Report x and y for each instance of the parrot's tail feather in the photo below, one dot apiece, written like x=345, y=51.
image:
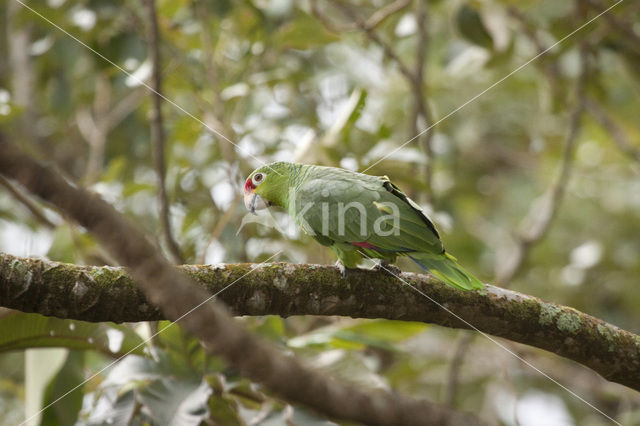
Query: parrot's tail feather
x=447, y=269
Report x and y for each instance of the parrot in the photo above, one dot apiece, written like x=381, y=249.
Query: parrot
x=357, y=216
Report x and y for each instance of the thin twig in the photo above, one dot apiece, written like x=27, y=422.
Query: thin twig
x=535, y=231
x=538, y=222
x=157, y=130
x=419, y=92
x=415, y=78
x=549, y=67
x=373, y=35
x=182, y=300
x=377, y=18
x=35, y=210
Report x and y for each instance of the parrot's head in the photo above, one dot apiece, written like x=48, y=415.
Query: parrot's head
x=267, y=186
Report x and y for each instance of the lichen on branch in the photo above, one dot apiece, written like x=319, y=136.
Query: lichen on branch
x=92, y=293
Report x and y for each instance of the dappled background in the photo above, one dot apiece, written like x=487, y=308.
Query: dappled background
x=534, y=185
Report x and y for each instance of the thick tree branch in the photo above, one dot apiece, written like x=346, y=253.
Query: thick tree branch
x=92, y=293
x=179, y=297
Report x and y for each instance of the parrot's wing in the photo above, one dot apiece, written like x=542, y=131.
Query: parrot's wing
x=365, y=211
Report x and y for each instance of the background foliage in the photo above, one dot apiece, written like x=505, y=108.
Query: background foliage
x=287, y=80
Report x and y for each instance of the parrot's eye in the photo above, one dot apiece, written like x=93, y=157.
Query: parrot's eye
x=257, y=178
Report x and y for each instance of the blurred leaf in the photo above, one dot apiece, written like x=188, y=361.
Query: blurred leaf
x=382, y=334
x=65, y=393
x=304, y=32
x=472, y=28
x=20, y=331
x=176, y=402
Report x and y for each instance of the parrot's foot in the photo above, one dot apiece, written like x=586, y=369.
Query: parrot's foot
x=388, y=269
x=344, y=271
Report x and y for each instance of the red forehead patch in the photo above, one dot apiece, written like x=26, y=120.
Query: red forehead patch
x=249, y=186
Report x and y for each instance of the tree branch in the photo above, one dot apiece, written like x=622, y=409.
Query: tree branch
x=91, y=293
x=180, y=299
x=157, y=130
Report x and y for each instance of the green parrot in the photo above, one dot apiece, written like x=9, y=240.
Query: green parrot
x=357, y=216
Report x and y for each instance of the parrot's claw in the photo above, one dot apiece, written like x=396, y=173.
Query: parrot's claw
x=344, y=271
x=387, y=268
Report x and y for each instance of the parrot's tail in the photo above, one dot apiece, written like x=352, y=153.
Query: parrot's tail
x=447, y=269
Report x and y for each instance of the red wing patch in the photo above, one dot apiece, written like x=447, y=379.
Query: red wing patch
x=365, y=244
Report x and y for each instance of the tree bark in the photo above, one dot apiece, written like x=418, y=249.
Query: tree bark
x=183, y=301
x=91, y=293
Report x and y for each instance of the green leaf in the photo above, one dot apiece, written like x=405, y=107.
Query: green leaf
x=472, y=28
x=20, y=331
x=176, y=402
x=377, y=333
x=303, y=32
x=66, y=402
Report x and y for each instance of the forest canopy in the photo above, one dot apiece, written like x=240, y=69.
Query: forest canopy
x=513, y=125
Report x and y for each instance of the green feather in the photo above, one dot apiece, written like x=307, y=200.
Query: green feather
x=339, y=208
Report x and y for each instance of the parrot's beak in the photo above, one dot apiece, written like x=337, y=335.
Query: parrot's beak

══════════

GIVEN INSTRUCTION :: Present everything from the start of the data down to the line containing "x=257, y=178", that line included, as a Markdown table with the columns "No." and "Line". Number each line, and omit blank lines and pictures.

RESULT ::
| No. | Line |
|---|---|
| 1 | Report x and y for each instance of the parrot's tail feather in the photo below, one dot apiece, written like x=345, y=51. |
| 2 | image: |
| 3 | Query: parrot's tail feather |
| 4 | x=447, y=269 |
| 5 | Report x and y for each instance of the parrot in the photo above, one dot apiece, written like x=381, y=249. |
| 6 | Query: parrot |
| 7 | x=357, y=216 |
| 8 | Report x and y for each instance of the thin twig in the photo above, one dot apiece, written like x=27, y=422. |
| 9 | Query: thin twig |
| 10 | x=535, y=231 |
| 11 | x=538, y=222 |
| 12 | x=157, y=130 |
| 13 | x=419, y=92 |
| 14 | x=415, y=78 |
| 15 | x=549, y=67 |
| 16 | x=373, y=35 |
| 17 | x=182, y=300 |
| 18 | x=377, y=18 |
| 19 | x=35, y=210 |
| 20 | Report x and y for each instance of the parrot's head in the photo above, one dot apiece, written like x=48, y=415. |
| 21 | Query: parrot's head |
| 22 | x=267, y=186 |
| 23 | Report x and y for each instance of the lichen on branch in the photo above, one dot apiece, written like x=319, y=136. |
| 24 | Query: lichen on branch |
| 25 | x=92, y=293 |
| 26 | Report x and y for each instance of the dappled background in the photo above, one dot apiece, written like x=487, y=308. |
| 27 | Query: dappled background |
| 28 | x=534, y=185 |
| 29 | Report x and y for each instance of the thick tree branch in the photo above, one dot apiece, written like x=346, y=253. |
| 30 | Query: thick tree branch |
| 31 | x=92, y=293 |
| 32 | x=179, y=297 |
| 33 | Report x and y for each instance of the parrot's wing in the photo above, one dot apiece, written like x=542, y=131. |
| 34 | Query: parrot's wing |
| 35 | x=365, y=211 |
| 36 | Report x and y for each instance of the background foliage in the photo above, one dot apiece, written like x=505, y=108. |
| 37 | Query: background foliage |
| 38 | x=287, y=80 |
| 39 | Report x and y for each instance of the parrot's eye in the photo above, one dot apiece, written like x=93, y=157. |
| 40 | Query: parrot's eye |
| 41 | x=257, y=178 |